■ **SOURCE MATERIAL**:
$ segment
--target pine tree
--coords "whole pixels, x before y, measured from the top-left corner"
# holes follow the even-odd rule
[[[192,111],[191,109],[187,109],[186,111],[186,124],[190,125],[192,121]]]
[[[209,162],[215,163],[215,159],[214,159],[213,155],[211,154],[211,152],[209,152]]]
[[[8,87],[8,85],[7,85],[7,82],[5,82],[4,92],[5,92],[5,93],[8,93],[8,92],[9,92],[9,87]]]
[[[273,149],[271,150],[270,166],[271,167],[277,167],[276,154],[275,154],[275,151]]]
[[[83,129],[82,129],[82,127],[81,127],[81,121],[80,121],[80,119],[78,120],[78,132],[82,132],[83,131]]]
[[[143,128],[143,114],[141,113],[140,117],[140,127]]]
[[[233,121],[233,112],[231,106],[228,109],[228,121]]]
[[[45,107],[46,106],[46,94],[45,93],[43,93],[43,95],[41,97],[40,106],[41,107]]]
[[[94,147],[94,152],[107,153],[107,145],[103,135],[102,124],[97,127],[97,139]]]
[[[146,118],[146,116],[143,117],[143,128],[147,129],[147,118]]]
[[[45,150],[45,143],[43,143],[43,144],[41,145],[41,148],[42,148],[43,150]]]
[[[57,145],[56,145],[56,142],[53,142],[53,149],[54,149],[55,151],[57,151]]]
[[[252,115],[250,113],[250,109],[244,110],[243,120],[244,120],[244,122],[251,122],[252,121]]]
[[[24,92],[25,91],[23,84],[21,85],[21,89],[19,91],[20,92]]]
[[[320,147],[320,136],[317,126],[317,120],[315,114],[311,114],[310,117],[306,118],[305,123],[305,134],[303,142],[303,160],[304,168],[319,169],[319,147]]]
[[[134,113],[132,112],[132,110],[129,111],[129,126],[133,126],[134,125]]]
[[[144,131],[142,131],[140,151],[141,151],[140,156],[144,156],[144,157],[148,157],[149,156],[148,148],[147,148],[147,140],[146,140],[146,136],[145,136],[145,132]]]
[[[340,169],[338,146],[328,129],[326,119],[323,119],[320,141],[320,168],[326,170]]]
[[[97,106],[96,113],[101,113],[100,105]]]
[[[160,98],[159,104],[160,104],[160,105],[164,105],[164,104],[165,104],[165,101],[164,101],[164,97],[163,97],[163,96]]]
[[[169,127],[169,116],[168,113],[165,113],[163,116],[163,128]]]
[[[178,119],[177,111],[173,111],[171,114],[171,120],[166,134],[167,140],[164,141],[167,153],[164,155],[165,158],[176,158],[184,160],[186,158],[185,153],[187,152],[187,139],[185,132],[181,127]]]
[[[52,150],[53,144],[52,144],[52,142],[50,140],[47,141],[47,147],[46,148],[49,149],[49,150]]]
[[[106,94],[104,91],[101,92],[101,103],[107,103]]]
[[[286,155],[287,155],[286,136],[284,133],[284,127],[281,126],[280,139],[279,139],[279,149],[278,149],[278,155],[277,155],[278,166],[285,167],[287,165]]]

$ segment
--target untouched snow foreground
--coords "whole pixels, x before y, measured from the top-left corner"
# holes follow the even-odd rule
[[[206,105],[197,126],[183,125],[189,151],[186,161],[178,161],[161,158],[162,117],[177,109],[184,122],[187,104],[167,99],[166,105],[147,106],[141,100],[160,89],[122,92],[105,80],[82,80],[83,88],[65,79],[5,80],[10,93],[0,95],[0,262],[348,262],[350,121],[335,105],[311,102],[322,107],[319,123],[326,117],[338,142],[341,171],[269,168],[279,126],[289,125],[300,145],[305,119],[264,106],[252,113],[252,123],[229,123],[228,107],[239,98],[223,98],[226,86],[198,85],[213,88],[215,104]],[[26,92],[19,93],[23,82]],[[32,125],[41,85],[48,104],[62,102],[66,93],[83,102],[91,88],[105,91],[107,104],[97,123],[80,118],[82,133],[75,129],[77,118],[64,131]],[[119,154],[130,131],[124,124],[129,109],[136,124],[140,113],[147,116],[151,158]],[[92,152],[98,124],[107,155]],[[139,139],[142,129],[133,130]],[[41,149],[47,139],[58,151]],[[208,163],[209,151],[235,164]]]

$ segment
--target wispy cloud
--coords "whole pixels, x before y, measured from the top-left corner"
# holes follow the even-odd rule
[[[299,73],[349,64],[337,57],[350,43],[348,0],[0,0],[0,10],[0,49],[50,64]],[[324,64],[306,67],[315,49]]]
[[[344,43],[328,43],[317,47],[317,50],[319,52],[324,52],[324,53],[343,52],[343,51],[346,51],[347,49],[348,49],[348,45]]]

■ **DESCRIPTION OF THE TASK**: Copy the lines above exactly, leaving every word as it is.

■ **ANSWER SECTION**:
$ segment
--target pine tree
--coords "whole pixels, x before y, measured from the top-left corner"
# holes follow the even-odd rule
[[[192,111],[191,109],[187,109],[186,111],[186,124],[190,125],[192,121]]]
[[[209,162],[215,163],[215,159],[214,159],[213,155],[211,154],[211,152],[209,152]]]
[[[8,87],[8,85],[7,85],[7,82],[5,82],[4,92],[5,92],[5,93],[8,93],[8,92],[9,92],[9,87]]]
[[[273,149],[271,150],[270,166],[271,167],[277,167],[276,154],[275,154],[275,151]]]
[[[83,129],[82,129],[82,127],[81,127],[81,121],[80,121],[80,119],[78,120],[78,132],[82,132],[83,131]]]
[[[143,128],[143,114],[141,113],[140,117],[140,127]]]
[[[233,121],[233,112],[231,106],[228,109],[228,121]]]
[[[45,107],[46,106],[46,94],[45,93],[43,93],[43,95],[41,97],[40,106],[41,107]]]
[[[94,147],[94,152],[107,153],[107,145],[103,135],[102,124],[97,127],[97,139]]]
[[[146,118],[146,116],[143,117],[143,128],[147,129],[147,118]]]
[[[45,150],[45,143],[43,143],[43,144],[41,145],[41,148],[42,148],[43,150]]]
[[[57,145],[56,145],[56,142],[53,142],[53,149],[54,149],[55,151],[57,151]]]
[[[252,115],[250,113],[250,109],[244,110],[243,120],[244,120],[244,122],[251,122],[252,121]]]
[[[24,92],[25,91],[23,84],[21,85],[21,89],[19,91],[20,92]]]
[[[320,147],[320,136],[317,126],[317,120],[315,114],[311,114],[310,117],[306,118],[305,123],[305,134],[303,142],[303,160],[304,168],[319,169],[319,147]]]
[[[134,113],[132,112],[132,110],[129,111],[129,126],[133,126],[134,125]]]
[[[144,131],[142,131],[140,151],[141,151],[140,156],[144,156],[144,157],[148,157],[149,156],[148,148],[147,148],[147,140],[146,140],[146,136],[145,136],[145,132]]]
[[[340,169],[338,146],[328,129],[326,119],[323,119],[320,141],[320,168],[326,170]]]
[[[97,106],[96,113],[101,113],[100,105]]]
[[[160,98],[159,104],[160,104],[160,105],[164,105],[164,104],[165,104],[165,101],[164,101],[164,97],[163,97],[163,96]]]
[[[169,127],[169,116],[168,113],[165,113],[163,116],[163,128]]]
[[[178,119],[177,111],[173,111],[171,114],[171,120],[166,134],[167,140],[164,141],[167,153],[164,155],[165,158],[176,158],[184,160],[186,158],[185,153],[187,152],[187,139],[185,132],[181,127]]]
[[[52,150],[53,144],[52,144],[52,142],[50,140],[47,141],[47,147],[46,148],[49,149],[49,150]]]
[[[106,94],[104,91],[101,92],[101,103],[107,103]]]
[[[286,155],[287,155],[286,136],[284,133],[284,127],[281,126],[280,139],[279,139],[279,149],[278,149],[278,155],[277,155],[278,166],[285,167],[287,165]]]

$ segment
--target untouched snow foreground
--coords "whole pixels, x before y, measured from the top-left corner"
# holes follow the even-odd rule
[[[206,105],[197,126],[183,125],[189,151],[186,161],[178,161],[161,158],[162,117],[177,109],[184,122],[187,104],[167,99],[166,105],[147,106],[141,100],[160,89],[122,92],[105,80],[82,80],[83,88],[65,79],[5,80],[10,93],[0,95],[0,262],[348,262],[350,121],[335,105],[311,102],[322,107],[319,123],[326,117],[338,142],[341,171],[269,168],[279,126],[289,125],[300,145],[305,119],[264,106],[252,113],[252,123],[229,123],[228,107],[239,98],[223,98],[226,86],[198,85],[213,88],[215,104]],[[26,92],[19,93],[23,82]],[[32,125],[41,85],[48,104],[62,102],[66,93],[83,102],[91,88],[105,91],[107,104],[97,123],[80,118],[82,133],[75,129],[77,118],[64,131]],[[119,154],[130,131],[124,124],[129,109],[136,124],[140,113],[147,116],[151,158]],[[92,152],[98,124],[107,155]],[[139,139],[142,129],[133,130]],[[41,149],[47,139],[58,151]],[[208,163],[209,151],[235,164]]]

$ segment
--target wispy cloud
--coords "whole pixels, x before y, measured from the top-left corner"
# holes follow the even-odd rule
[[[299,73],[349,64],[337,57],[350,43],[348,0],[0,0],[0,10],[0,49],[50,64]],[[324,64],[306,67],[315,49]]]
[[[344,43],[328,43],[317,47],[317,50],[319,52],[324,52],[324,53],[343,52],[343,51],[346,51],[347,49],[348,49],[348,45]]]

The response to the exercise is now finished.